- Task statement: Print, exactly as written, every line from the first line of the records below through the line containing "like [(130, 92)].", and nothing further.

- Raw data:
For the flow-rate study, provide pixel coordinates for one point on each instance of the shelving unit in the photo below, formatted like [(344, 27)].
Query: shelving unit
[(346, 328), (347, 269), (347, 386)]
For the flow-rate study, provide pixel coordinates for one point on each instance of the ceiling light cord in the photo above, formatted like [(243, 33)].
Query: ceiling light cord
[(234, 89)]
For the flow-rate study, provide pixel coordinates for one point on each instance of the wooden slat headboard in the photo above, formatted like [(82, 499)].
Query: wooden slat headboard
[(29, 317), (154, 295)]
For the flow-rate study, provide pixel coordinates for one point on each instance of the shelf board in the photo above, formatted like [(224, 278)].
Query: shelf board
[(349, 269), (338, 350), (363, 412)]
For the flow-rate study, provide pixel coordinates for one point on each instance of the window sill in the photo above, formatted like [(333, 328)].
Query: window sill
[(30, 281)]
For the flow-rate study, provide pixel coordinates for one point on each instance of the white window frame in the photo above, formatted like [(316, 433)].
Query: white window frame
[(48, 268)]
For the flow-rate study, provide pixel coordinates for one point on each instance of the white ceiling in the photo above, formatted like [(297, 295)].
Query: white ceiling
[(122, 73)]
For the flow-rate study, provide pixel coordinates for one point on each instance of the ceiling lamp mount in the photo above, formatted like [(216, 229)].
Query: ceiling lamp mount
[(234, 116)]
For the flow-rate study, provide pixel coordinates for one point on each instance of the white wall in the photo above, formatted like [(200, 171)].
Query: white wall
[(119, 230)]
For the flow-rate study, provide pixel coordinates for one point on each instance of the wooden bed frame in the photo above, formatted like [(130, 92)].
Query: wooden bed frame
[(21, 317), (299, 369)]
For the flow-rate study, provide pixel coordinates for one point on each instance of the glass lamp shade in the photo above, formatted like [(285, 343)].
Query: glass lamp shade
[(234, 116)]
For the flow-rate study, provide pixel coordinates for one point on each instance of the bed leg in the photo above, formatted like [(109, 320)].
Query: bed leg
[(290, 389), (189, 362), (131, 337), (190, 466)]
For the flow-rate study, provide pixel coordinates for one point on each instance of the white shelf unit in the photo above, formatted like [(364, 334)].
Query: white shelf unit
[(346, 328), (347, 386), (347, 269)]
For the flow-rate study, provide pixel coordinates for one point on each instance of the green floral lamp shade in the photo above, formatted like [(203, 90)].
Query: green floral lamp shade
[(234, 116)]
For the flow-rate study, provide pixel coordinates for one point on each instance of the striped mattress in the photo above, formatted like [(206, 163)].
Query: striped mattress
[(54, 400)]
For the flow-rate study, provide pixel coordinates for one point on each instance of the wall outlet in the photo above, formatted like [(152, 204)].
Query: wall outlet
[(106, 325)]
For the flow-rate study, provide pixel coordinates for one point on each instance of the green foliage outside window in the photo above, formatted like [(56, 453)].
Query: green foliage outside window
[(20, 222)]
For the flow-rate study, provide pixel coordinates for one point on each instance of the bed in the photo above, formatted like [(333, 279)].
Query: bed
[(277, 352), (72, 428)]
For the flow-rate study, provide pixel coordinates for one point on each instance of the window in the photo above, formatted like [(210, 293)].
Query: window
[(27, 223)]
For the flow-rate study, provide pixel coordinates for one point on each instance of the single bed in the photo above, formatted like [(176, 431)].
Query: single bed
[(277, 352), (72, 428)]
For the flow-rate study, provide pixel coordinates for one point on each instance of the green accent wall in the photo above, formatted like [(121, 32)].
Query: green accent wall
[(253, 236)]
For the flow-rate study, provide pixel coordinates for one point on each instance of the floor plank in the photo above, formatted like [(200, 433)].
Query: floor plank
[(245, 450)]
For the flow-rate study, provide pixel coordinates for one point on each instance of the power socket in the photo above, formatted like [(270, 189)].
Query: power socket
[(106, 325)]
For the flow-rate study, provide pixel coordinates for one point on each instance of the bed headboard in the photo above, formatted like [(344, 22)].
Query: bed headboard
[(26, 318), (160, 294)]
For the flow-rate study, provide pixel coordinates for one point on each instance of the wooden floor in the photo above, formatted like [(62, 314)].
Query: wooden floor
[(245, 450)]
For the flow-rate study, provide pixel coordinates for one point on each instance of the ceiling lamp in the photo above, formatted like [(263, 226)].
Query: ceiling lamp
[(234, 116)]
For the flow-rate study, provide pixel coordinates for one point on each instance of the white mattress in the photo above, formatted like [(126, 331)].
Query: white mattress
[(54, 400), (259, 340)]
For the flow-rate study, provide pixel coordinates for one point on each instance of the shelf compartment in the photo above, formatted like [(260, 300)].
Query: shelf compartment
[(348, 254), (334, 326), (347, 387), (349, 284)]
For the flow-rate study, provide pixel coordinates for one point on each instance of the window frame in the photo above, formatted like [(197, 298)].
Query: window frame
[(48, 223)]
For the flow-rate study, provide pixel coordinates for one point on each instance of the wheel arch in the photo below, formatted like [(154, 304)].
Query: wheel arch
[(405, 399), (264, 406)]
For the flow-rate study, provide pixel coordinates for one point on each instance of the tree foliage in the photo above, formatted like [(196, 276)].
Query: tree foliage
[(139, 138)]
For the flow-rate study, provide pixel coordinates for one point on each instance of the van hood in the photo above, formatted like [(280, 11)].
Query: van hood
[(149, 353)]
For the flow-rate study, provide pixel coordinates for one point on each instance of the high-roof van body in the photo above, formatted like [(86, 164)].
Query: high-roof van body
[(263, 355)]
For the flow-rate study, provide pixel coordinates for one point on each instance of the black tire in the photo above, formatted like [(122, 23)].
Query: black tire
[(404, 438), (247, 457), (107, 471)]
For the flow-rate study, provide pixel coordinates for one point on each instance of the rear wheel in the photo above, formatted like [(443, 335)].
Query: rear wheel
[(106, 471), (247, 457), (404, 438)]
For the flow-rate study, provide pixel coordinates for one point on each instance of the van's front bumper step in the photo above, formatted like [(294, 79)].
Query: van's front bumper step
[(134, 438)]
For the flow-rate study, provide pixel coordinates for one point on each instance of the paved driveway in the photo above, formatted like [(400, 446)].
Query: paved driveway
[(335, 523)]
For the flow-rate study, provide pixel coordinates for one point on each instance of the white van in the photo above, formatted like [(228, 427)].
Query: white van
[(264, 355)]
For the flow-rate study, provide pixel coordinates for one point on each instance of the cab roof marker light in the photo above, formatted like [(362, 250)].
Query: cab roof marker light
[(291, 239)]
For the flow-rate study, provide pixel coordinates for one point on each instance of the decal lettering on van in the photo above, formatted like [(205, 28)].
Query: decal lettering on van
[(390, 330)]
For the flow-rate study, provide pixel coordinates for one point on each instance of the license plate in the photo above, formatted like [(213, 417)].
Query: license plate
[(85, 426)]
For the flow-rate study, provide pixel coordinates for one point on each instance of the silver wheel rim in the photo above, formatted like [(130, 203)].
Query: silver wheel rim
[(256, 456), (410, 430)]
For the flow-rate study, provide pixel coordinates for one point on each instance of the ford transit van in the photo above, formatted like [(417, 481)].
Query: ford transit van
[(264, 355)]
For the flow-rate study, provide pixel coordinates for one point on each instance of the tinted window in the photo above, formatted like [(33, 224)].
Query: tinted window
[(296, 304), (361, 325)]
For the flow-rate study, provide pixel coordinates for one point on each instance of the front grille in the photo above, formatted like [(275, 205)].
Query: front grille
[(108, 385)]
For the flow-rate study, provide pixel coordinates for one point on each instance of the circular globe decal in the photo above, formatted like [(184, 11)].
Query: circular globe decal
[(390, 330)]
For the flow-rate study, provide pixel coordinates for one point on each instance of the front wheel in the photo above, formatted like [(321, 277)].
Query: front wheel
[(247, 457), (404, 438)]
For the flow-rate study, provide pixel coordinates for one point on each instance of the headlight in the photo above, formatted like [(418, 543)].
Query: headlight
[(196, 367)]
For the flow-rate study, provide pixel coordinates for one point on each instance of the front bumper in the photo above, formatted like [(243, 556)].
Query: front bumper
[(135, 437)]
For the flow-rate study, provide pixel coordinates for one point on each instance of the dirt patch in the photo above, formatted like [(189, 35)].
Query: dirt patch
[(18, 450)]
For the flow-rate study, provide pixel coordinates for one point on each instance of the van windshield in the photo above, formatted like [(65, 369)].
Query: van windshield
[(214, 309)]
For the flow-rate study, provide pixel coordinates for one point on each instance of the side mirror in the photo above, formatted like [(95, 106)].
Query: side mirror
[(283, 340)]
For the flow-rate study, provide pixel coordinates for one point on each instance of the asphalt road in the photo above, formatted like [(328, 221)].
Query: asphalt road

- Answer box:
For the flow-rate study, provide pixel coordinates for one point on each instance of the shelving unit in the photo below, formatted like [(344, 27)].
Query: shelving unit
[(346, 328), (347, 269), (347, 386)]
For the flow-rate study, provide pixel coordinates for one point on each instance of the ceiling light cord in the photo above, formatted like [(243, 33)].
Query: ceiling light cord
[(234, 89)]
For the flow-rate study, provide pixel coordinates for one point on each instance of the wooden slat headboard in the photo above, formatted like [(82, 499)].
Query: wooden slat headboard
[(29, 317), (154, 295)]
For the flow-rate study, provide pixel coordinates for one point on each instance of the shelf board in the photo above, formatted like [(224, 278)].
Query: shelf board
[(349, 269), (338, 350), (363, 412)]
For the flow-rate study, provide pixel coordinates for one point on each instance of the window sill in the photo above, formatted like [(333, 328)].
Query: window sill
[(30, 281)]
For the flow-rate study, provide pixel coordinates for one point on each instance of the white window frame in the photo above, formatted like [(316, 433)].
Query: white window frame
[(48, 268)]
For the flow-rate study, provide pixel coordinates for one point on each instance of the white ceiling in the photo above, formatted like [(297, 295)].
Query: white ceiling
[(122, 73)]
For the flow-rate study, provide pixel coordinates for one point on each instance of the ceiling lamp mount in the photo above, formatted like [(216, 229)].
Query: ceiling lamp mount
[(234, 116)]
For the flow-rate study, provide pixel coordinates for one point on each instance of the white wall in the photo above, formatted like [(200, 171)].
Query: white wall
[(119, 230)]
For the flow-rate study, provide pixel coordinates for one point on each instance of the wooden bed frame in the photo above, formatted like [(130, 92)].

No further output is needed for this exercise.